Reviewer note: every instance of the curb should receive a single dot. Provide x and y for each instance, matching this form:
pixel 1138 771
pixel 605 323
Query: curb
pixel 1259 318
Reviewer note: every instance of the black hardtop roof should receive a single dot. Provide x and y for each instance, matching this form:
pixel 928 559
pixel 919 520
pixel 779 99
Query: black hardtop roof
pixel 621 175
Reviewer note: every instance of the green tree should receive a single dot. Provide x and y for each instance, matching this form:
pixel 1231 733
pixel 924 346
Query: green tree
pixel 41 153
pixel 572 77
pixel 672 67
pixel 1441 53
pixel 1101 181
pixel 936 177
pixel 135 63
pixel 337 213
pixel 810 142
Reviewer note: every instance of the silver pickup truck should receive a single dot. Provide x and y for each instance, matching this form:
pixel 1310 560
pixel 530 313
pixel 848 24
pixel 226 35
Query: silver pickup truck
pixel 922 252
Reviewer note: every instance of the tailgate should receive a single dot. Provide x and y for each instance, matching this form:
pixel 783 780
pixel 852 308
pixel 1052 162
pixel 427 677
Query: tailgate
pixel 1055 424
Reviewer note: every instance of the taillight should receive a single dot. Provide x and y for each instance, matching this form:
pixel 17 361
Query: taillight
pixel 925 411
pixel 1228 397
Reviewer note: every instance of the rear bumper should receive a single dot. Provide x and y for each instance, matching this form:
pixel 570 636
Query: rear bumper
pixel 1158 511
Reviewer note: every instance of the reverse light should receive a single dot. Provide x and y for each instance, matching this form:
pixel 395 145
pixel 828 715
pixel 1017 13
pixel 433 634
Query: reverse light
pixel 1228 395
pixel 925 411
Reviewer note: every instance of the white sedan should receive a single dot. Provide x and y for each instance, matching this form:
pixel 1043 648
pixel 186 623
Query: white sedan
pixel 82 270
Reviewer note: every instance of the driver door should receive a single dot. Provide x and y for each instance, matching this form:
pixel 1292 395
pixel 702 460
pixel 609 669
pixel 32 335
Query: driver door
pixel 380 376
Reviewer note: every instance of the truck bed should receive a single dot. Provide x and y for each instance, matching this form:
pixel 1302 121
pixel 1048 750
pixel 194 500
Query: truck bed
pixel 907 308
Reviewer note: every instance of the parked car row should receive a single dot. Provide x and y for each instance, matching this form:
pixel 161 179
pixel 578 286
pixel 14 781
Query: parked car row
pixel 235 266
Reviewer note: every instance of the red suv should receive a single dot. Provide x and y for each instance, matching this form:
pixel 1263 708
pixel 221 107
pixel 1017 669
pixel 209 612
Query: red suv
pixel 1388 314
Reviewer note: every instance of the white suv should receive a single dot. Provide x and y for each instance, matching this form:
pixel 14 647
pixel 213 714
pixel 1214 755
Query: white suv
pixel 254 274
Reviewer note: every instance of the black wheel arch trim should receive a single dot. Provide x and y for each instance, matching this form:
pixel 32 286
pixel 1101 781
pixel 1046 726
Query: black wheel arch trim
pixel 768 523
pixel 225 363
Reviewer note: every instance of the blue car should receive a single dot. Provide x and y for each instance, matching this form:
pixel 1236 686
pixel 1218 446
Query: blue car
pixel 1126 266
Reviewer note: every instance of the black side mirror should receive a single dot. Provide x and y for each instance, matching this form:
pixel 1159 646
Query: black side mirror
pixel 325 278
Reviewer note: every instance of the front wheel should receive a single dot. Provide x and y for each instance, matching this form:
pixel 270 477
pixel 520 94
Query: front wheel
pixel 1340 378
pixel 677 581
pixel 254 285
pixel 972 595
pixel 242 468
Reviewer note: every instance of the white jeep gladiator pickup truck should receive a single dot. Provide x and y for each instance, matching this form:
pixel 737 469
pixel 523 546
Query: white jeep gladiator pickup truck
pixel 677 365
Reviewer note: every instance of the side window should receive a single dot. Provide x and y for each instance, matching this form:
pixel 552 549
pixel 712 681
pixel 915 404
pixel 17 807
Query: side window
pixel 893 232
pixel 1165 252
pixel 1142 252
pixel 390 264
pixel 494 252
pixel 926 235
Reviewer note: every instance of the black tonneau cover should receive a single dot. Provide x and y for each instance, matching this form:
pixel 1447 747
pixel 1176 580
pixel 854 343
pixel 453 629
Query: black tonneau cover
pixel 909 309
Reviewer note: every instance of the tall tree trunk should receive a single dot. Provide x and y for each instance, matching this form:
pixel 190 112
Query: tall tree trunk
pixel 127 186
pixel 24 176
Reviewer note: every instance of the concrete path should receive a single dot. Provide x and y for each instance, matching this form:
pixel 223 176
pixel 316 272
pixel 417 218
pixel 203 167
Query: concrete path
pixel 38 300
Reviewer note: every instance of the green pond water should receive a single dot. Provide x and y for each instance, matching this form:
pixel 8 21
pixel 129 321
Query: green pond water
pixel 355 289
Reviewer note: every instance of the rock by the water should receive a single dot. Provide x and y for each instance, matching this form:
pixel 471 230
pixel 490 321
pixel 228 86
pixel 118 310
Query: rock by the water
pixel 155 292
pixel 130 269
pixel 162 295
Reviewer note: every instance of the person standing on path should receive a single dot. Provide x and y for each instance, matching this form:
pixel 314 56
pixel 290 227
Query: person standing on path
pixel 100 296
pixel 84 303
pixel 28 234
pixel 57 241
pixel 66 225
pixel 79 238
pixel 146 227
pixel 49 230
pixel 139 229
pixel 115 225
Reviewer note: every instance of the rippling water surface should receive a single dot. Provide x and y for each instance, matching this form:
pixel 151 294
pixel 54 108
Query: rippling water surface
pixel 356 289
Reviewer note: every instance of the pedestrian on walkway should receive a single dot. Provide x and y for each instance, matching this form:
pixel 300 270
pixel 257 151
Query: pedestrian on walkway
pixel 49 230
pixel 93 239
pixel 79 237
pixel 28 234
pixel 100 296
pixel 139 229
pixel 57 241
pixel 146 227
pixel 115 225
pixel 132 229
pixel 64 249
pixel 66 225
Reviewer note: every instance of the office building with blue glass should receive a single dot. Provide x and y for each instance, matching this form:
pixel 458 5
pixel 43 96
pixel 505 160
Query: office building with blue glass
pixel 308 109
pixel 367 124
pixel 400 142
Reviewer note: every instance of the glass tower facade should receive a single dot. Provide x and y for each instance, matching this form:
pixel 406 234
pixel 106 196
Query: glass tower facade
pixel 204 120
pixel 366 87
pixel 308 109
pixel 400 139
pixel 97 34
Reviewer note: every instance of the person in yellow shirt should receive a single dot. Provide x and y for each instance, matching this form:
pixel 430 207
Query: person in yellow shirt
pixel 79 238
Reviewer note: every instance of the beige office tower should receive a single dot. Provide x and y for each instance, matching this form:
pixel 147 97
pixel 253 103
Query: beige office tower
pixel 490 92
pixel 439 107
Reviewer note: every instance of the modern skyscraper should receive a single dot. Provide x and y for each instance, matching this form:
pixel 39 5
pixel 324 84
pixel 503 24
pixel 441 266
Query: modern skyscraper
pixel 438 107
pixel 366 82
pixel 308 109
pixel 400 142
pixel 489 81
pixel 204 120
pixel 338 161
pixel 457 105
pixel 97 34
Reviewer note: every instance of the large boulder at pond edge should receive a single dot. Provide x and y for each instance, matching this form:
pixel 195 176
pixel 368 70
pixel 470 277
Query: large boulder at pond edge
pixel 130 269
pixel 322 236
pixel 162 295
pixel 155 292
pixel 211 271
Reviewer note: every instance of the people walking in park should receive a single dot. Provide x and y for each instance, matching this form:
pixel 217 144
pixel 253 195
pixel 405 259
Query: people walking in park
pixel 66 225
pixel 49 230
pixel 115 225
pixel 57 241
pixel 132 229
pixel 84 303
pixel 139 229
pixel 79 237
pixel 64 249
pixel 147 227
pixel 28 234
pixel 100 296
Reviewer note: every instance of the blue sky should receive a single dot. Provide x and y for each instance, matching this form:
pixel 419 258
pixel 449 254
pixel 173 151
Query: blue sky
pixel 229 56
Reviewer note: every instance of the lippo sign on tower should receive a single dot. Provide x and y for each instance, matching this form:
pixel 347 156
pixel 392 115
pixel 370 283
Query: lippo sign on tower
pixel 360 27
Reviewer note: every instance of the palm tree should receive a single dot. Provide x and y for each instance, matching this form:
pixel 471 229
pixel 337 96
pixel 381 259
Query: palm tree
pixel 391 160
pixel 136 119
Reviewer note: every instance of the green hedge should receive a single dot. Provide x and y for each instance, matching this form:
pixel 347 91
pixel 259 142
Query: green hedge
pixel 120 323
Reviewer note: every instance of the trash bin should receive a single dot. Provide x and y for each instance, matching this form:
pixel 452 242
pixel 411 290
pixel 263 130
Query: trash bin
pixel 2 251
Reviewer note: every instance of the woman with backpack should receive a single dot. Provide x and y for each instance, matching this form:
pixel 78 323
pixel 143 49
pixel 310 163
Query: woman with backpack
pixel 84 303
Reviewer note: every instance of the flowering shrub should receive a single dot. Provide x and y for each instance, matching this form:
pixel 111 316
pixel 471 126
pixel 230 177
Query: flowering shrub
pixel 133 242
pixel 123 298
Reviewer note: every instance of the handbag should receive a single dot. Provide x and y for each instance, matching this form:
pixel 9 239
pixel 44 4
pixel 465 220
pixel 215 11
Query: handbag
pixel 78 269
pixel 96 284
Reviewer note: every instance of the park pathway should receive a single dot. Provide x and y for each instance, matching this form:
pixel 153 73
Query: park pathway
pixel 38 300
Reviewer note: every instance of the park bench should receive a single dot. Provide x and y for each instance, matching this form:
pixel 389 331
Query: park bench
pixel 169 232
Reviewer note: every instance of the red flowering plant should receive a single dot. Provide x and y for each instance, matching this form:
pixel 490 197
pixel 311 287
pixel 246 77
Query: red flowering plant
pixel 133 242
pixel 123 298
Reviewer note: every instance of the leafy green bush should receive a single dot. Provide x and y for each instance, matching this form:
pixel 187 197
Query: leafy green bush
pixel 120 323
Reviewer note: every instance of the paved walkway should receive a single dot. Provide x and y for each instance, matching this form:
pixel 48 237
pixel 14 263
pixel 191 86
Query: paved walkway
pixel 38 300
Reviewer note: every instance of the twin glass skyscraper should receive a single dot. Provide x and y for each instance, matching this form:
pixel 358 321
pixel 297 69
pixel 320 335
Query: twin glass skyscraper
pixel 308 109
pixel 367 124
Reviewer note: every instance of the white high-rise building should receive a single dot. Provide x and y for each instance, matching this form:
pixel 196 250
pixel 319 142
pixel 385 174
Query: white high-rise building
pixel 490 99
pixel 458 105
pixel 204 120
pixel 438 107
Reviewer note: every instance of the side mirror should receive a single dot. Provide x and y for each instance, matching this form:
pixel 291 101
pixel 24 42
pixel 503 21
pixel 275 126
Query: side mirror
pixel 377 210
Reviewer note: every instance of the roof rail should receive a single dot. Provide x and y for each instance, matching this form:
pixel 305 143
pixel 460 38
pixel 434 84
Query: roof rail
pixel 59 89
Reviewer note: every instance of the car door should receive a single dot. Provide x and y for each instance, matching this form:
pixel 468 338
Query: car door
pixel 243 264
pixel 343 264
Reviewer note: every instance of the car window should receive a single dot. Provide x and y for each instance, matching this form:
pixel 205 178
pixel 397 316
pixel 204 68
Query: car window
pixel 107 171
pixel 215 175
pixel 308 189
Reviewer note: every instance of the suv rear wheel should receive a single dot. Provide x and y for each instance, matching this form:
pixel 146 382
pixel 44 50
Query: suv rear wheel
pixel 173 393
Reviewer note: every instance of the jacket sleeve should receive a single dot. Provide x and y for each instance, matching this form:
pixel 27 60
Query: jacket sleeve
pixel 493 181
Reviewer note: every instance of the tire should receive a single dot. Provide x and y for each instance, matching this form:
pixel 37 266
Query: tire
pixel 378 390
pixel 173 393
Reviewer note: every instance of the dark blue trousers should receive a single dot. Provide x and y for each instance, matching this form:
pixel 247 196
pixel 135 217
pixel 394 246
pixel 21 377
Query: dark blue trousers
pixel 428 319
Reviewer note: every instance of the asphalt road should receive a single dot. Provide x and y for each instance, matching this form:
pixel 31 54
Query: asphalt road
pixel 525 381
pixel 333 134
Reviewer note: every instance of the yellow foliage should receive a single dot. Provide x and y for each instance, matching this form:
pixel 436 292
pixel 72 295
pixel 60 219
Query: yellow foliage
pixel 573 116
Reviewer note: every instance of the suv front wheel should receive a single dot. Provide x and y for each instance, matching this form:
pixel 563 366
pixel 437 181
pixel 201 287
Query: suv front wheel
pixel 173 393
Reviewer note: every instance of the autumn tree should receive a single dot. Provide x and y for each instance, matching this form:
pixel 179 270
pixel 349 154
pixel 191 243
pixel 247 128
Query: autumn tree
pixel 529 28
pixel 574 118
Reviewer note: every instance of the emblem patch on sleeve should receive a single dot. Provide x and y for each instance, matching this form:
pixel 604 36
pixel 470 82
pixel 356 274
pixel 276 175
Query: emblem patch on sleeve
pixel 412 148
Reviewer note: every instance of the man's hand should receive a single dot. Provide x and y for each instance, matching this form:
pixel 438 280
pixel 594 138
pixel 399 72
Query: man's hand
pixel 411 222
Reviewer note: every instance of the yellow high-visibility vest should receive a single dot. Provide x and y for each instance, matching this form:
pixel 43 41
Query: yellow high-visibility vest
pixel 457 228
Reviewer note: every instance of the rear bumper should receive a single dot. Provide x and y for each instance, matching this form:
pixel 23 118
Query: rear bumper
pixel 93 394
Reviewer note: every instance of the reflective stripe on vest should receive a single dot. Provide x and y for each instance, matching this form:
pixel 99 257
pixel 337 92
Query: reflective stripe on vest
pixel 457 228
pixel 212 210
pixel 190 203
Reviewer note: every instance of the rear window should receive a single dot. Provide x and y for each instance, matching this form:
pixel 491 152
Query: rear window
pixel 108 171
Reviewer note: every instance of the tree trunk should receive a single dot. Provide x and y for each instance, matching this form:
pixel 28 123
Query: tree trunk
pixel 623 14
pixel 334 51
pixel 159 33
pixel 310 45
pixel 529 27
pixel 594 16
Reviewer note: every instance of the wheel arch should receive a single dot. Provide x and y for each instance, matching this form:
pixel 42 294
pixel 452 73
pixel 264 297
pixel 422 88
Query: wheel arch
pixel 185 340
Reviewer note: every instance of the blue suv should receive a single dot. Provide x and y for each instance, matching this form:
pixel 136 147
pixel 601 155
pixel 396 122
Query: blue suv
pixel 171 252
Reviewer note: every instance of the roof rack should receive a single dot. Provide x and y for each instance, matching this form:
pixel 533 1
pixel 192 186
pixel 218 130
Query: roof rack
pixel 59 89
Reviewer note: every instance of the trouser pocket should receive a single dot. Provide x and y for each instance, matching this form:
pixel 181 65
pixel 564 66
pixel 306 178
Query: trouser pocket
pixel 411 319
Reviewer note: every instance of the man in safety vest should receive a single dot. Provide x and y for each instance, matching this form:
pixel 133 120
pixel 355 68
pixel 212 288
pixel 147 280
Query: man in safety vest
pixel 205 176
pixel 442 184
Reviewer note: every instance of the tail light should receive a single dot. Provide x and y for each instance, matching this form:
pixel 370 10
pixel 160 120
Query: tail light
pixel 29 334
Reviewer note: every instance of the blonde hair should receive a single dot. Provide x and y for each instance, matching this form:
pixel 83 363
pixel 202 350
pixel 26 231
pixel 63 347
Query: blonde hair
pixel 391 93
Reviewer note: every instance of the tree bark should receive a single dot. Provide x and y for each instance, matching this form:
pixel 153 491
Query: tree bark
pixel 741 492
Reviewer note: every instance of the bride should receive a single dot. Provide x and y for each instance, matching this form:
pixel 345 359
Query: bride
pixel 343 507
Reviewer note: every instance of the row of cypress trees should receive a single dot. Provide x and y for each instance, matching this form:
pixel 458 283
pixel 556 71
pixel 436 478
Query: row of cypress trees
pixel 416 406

+---+

Print the data unchanged, starting with its first line and ending with the line that contains "pixel 621 175", including that line.

• RESULT FOR THIS TASK:
Reviewer note: every instance of the curb should receive a single dot. Provide x and y for each instance, matching this form:
pixel 1138 771
pixel 605 323
Query: curb
pixel 1259 318
Reviewer note: every instance of the black hardtop roof should receive a single dot. Provide x and y for each instance, matching this form:
pixel 928 559
pixel 919 520
pixel 779 99
Query: black hardtop roof
pixel 621 175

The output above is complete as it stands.